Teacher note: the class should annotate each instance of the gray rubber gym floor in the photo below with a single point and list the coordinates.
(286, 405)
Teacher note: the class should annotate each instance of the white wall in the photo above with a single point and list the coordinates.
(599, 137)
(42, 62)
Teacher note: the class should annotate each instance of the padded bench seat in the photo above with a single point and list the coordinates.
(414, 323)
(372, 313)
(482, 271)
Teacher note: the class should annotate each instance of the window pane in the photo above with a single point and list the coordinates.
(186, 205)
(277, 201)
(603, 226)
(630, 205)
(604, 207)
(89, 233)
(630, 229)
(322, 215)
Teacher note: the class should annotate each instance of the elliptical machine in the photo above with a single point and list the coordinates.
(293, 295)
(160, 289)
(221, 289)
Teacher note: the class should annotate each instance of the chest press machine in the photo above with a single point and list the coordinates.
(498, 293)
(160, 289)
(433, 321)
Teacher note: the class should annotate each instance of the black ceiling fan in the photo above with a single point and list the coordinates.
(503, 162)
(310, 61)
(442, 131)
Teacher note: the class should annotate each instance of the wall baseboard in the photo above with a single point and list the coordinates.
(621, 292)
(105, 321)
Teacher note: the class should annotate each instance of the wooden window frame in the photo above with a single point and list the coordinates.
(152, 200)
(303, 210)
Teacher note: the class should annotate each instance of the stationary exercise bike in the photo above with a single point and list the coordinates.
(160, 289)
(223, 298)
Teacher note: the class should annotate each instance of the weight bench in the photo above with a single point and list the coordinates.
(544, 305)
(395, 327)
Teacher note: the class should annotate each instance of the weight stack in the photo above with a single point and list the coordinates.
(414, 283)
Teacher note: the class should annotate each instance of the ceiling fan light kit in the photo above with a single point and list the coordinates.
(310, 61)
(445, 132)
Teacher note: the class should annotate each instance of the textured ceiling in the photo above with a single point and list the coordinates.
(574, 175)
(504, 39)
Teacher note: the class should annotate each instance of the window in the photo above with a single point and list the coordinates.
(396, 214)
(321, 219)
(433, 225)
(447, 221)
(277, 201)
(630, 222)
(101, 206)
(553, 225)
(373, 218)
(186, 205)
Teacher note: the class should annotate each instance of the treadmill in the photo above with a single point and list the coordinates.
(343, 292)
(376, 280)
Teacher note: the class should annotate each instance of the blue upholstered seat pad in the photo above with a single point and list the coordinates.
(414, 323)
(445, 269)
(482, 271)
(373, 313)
※ ※ ※
What to produce
Take the line that contains "of the stationary" and each line after it through the end of the records, and repeat them all exactly. Nothing else.

Response
Teacher note: the class should annotate each instance of the stationary exercise bike in the photo above with a single point and list the coordinates.
(160, 289)
(223, 298)
Teacher note: the class should annotate each instance of the weight bench in the photo above with a single point and list the coordinates.
(544, 305)
(395, 327)
Teacher note: the class should annotate each instance of the weight stack in the photo above with a single point and list the coordinates.
(414, 283)
Teacher note: the class should annotate each instance of the ceiling fan light kit in the photo above with a single point and list the coordinates.
(310, 61)
(445, 132)
Teacher note: the class should annotate each instance of the textured ceiling in the photo above with a single point and list the coordinates.
(574, 175)
(504, 39)
Teacher note: the class should annotate each instance of the window in the photo above with a single point and list the coordinates.
(396, 214)
(321, 219)
(433, 225)
(447, 221)
(277, 201)
(630, 222)
(101, 206)
(553, 225)
(373, 218)
(186, 205)
Teacher note: the class should annotate each instance of the treadmill in the photo above with a single point and list the coordinates.
(343, 292)
(376, 280)
Teacher note: the class should annotate each instance of the blue upholstered seat pad in the photo above with a single point and list the coordinates.
(414, 323)
(445, 269)
(482, 271)
(373, 313)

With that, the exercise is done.